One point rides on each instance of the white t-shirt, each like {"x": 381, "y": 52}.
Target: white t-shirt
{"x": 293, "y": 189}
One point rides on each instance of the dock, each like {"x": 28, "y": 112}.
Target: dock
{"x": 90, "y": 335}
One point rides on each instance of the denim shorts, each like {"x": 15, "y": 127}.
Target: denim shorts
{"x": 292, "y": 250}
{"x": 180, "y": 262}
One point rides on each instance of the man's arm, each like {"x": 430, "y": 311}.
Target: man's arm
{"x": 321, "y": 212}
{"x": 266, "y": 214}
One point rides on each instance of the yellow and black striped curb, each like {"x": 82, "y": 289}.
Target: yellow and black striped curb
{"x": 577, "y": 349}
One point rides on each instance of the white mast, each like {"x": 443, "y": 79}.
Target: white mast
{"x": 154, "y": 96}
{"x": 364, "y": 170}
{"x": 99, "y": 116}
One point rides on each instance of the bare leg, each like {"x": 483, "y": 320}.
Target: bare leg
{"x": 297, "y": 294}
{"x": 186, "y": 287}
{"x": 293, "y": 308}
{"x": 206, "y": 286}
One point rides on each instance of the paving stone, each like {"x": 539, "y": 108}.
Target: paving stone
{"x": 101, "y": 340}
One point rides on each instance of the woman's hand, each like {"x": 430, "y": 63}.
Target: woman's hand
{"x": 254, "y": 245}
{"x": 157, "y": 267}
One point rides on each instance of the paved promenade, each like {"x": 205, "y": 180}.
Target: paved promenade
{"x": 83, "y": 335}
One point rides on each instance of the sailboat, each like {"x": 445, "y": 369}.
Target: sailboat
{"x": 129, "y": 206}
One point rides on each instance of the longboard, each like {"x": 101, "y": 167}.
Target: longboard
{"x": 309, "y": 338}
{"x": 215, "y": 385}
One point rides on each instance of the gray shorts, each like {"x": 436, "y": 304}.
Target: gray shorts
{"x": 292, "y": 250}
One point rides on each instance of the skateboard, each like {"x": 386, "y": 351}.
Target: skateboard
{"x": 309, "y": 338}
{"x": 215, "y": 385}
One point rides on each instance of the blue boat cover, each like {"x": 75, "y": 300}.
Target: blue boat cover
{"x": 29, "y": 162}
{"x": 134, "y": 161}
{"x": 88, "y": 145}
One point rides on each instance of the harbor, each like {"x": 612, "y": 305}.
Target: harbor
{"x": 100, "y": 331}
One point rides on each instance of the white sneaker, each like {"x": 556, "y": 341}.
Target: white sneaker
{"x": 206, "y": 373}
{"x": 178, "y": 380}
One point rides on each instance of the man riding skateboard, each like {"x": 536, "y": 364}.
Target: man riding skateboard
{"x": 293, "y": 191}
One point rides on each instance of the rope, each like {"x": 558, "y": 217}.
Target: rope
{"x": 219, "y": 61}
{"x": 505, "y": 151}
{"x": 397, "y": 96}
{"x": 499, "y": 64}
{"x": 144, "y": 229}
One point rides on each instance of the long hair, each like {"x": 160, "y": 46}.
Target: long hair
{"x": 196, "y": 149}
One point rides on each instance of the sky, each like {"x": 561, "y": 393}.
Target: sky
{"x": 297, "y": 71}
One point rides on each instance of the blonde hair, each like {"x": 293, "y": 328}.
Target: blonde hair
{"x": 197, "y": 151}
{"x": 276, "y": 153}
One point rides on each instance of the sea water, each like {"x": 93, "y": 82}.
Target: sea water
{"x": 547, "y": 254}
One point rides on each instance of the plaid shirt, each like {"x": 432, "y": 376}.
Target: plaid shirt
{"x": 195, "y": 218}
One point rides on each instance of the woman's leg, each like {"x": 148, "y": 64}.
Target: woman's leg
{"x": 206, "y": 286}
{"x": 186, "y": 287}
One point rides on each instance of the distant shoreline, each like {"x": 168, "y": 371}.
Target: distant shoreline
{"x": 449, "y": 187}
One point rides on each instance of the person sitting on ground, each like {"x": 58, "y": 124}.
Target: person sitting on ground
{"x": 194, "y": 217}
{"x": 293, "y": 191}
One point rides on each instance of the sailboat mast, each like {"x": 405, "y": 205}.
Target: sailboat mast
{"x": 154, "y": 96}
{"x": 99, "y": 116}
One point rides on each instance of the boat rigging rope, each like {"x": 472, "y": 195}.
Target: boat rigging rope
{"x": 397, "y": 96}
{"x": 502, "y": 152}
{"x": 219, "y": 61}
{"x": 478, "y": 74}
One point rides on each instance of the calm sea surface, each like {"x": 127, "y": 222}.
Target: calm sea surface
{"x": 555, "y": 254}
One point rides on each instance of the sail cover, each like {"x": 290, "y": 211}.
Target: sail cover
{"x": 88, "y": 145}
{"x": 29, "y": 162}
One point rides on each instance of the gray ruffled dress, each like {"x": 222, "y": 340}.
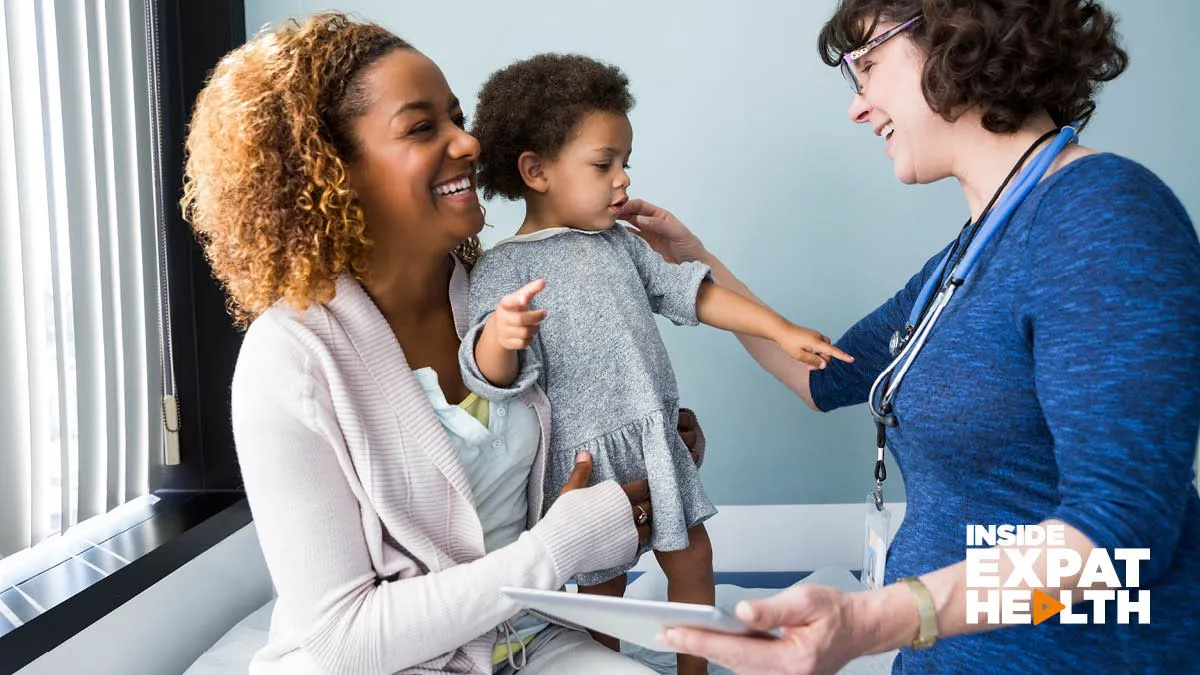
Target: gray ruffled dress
{"x": 603, "y": 364}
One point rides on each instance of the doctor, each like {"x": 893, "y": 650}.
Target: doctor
{"x": 1039, "y": 370}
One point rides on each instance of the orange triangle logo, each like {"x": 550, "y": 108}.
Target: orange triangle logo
{"x": 1044, "y": 607}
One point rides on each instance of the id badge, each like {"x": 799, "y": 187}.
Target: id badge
{"x": 875, "y": 543}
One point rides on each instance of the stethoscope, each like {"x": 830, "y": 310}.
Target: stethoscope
{"x": 960, "y": 262}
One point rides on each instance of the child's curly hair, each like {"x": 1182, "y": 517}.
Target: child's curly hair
{"x": 534, "y": 105}
{"x": 1012, "y": 58}
{"x": 265, "y": 185}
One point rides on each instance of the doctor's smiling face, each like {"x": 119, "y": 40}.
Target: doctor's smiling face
{"x": 891, "y": 100}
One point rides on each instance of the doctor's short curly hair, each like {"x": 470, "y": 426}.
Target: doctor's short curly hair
{"x": 534, "y": 105}
{"x": 265, "y": 184}
{"x": 1012, "y": 58}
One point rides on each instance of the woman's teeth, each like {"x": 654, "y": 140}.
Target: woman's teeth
{"x": 454, "y": 187}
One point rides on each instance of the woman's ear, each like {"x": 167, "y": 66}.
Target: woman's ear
{"x": 533, "y": 171}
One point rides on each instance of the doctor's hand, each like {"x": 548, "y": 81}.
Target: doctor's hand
{"x": 822, "y": 629}
{"x": 639, "y": 493}
{"x": 664, "y": 232}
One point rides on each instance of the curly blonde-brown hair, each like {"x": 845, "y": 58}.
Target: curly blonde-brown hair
{"x": 265, "y": 185}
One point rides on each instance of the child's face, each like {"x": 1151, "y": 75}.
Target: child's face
{"x": 587, "y": 180}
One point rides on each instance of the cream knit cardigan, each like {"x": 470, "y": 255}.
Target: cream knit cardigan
{"x": 364, "y": 511}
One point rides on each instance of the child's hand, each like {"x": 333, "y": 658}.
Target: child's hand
{"x": 514, "y": 323}
{"x": 810, "y": 347}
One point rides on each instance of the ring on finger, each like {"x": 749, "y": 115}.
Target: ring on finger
{"x": 642, "y": 517}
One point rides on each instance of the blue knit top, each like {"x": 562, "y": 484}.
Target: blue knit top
{"x": 1061, "y": 382}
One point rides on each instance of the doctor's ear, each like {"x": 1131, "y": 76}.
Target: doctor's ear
{"x": 533, "y": 171}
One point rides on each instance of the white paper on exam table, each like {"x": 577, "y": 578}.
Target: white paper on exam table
{"x": 629, "y": 620}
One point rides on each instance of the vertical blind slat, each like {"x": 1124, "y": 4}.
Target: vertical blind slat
{"x": 99, "y": 61}
{"x": 60, "y": 260}
{"x": 15, "y": 435}
{"x": 30, "y": 141}
{"x": 136, "y": 389}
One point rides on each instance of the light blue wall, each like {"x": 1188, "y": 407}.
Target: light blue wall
{"x": 743, "y": 132}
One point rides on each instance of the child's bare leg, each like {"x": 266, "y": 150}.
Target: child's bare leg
{"x": 690, "y": 580}
{"x": 612, "y": 587}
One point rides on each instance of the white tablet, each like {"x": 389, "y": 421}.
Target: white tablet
{"x": 630, "y": 620}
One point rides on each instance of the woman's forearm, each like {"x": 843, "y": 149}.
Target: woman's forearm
{"x": 768, "y": 354}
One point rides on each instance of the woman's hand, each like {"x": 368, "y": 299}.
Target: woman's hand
{"x": 822, "y": 629}
{"x": 664, "y": 232}
{"x": 639, "y": 493}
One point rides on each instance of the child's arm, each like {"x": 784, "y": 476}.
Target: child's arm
{"x": 720, "y": 308}
{"x": 509, "y": 329}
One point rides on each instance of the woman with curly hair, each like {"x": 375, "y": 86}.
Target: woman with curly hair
{"x": 1039, "y": 370}
{"x": 333, "y": 186}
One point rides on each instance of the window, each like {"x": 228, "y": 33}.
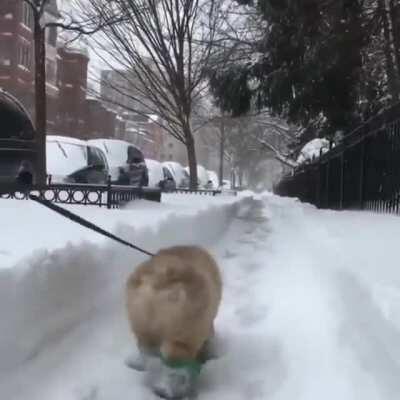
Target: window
{"x": 5, "y": 52}
{"x": 25, "y": 55}
{"x": 27, "y": 15}
{"x": 51, "y": 71}
{"x": 95, "y": 157}
{"x": 52, "y": 36}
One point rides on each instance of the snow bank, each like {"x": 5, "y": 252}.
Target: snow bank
{"x": 49, "y": 292}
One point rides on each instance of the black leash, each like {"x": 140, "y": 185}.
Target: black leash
{"x": 84, "y": 222}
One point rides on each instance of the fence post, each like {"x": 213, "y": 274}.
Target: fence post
{"x": 319, "y": 180}
{"x": 342, "y": 161}
{"x": 362, "y": 174}
{"x": 328, "y": 164}
{"x": 109, "y": 194}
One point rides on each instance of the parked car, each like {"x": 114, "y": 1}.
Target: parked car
{"x": 159, "y": 176}
{"x": 179, "y": 173}
{"x": 213, "y": 180}
{"x": 202, "y": 176}
{"x": 126, "y": 162}
{"x": 71, "y": 160}
{"x": 18, "y": 153}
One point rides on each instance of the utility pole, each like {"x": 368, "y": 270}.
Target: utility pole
{"x": 40, "y": 95}
{"x": 221, "y": 149}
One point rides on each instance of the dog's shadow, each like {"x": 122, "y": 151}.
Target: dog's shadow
{"x": 245, "y": 367}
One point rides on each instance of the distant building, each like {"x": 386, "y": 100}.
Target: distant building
{"x": 72, "y": 81}
{"x": 17, "y": 53}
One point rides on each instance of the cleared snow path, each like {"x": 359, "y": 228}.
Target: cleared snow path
{"x": 311, "y": 310}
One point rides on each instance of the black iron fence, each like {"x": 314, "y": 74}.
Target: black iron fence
{"x": 110, "y": 196}
{"x": 362, "y": 172}
{"x": 198, "y": 191}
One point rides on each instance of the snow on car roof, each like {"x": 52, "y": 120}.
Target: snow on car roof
{"x": 65, "y": 139}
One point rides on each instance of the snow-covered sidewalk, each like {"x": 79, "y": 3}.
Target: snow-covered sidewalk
{"x": 311, "y": 310}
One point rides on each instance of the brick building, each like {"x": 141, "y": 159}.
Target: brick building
{"x": 72, "y": 80}
{"x": 17, "y": 53}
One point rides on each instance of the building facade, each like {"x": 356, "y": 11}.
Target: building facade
{"x": 17, "y": 53}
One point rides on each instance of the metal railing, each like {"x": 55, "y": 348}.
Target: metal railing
{"x": 110, "y": 196}
{"x": 198, "y": 191}
{"x": 362, "y": 172}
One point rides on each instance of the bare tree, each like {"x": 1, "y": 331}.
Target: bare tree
{"x": 161, "y": 51}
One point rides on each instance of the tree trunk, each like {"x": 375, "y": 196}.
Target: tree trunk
{"x": 221, "y": 151}
{"x": 192, "y": 160}
{"x": 40, "y": 98}
{"x": 390, "y": 67}
{"x": 394, "y": 10}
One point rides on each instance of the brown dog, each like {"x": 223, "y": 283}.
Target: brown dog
{"x": 172, "y": 301}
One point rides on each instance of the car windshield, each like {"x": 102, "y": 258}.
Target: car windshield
{"x": 64, "y": 158}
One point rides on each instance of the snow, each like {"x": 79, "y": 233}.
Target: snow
{"x": 177, "y": 171}
{"x": 64, "y": 156}
{"x": 312, "y": 150}
{"x": 213, "y": 177}
{"x": 202, "y": 175}
{"x": 311, "y": 304}
{"x": 156, "y": 174}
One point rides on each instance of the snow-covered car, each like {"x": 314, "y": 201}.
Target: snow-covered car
{"x": 202, "y": 176}
{"x": 226, "y": 184}
{"x": 71, "y": 160}
{"x": 159, "y": 176}
{"x": 126, "y": 162}
{"x": 18, "y": 148}
{"x": 213, "y": 179}
{"x": 179, "y": 173}
{"x": 312, "y": 149}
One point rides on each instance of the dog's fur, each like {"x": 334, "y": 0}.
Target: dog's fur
{"x": 172, "y": 301}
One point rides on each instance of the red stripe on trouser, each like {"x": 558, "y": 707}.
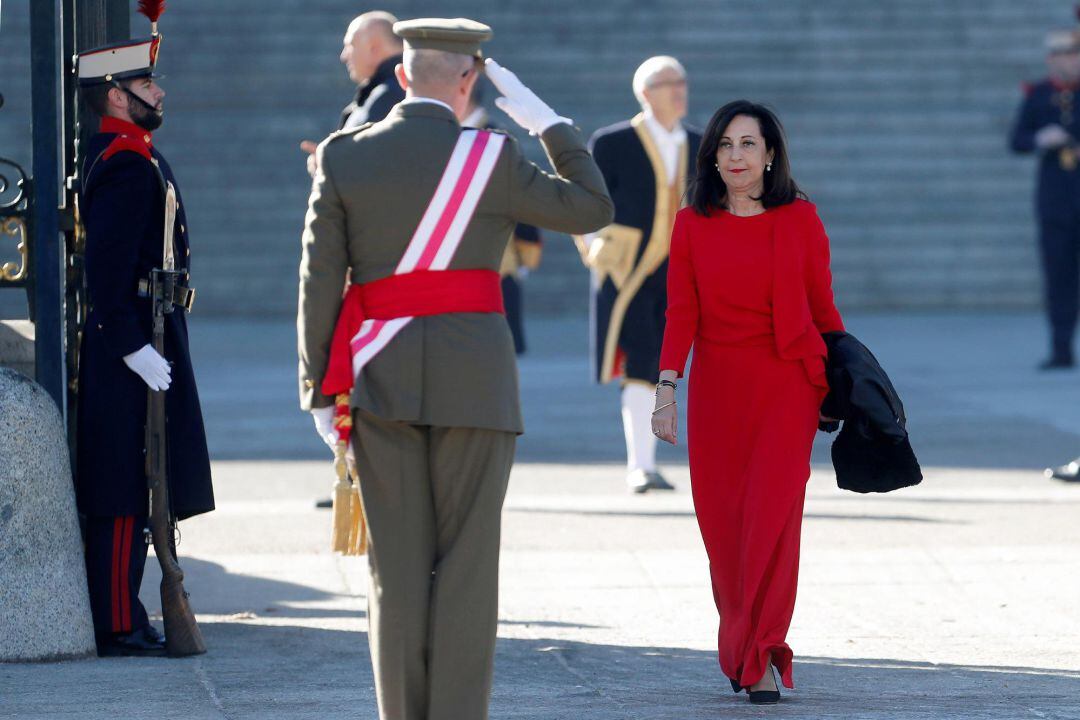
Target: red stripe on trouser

-=-=-

Task description |
Copy the final portion of the records: every line from the one containing "snow-covered sidewalk, each" through the last, word for word, without pictures.

Answer to this exercise |
One point rides on each instance of the snow-covered sidewalk, each like {"x": 79, "y": 3}.
Target: snow-covered sidewalk
{"x": 311, "y": 310}
One point rides on each instance of the brick building, each like {"x": 141, "y": 159}.
Target: brick building
{"x": 72, "y": 80}
{"x": 17, "y": 53}
One point rides on each instance of the building facade, each like {"x": 356, "y": 11}.
Target: building facade
{"x": 17, "y": 53}
One point rides on each instance of the metal railing, each like {"x": 55, "y": 348}.
Target: metal railing
{"x": 110, "y": 196}
{"x": 198, "y": 191}
{"x": 362, "y": 172}
One point rides on each instance of the bare tree, each like {"x": 1, "y": 331}.
Target: bare tree
{"x": 161, "y": 51}
One point rides on each instance of the tree trunk, each like {"x": 375, "y": 196}.
Target: tree trunk
{"x": 221, "y": 151}
{"x": 192, "y": 160}
{"x": 40, "y": 98}
{"x": 390, "y": 67}
{"x": 394, "y": 10}
One point rides on each instance of the brown dog, each like {"x": 223, "y": 283}.
Target: brown dog
{"x": 172, "y": 301}
One point rides on each instance of the car windshield, each like {"x": 102, "y": 258}.
Target: car windshield
{"x": 64, "y": 158}
One point rides on each instance of the snow, each like {"x": 79, "y": 233}.
Target: snow
{"x": 177, "y": 171}
{"x": 64, "y": 156}
{"x": 312, "y": 150}
{"x": 213, "y": 177}
{"x": 202, "y": 175}
{"x": 311, "y": 304}
{"x": 156, "y": 174}
One point rides on each instance of the snow-covered car, each like {"x": 314, "y": 201}.
Target: snow-covered car
{"x": 202, "y": 176}
{"x": 226, "y": 184}
{"x": 71, "y": 160}
{"x": 159, "y": 176}
{"x": 126, "y": 162}
{"x": 18, "y": 148}
{"x": 213, "y": 179}
{"x": 179, "y": 173}
{"x": 312, "y": 149}
One point rides on each instance of the dog's fur, each like {"x": 334, "y": 0}.
Target: dog's fur
{"x": 172, "y": 301}
One point rides on each instance of the red stripe on trouser, each like {"x": 558, "y": 707}.
Target: red stripe on trouser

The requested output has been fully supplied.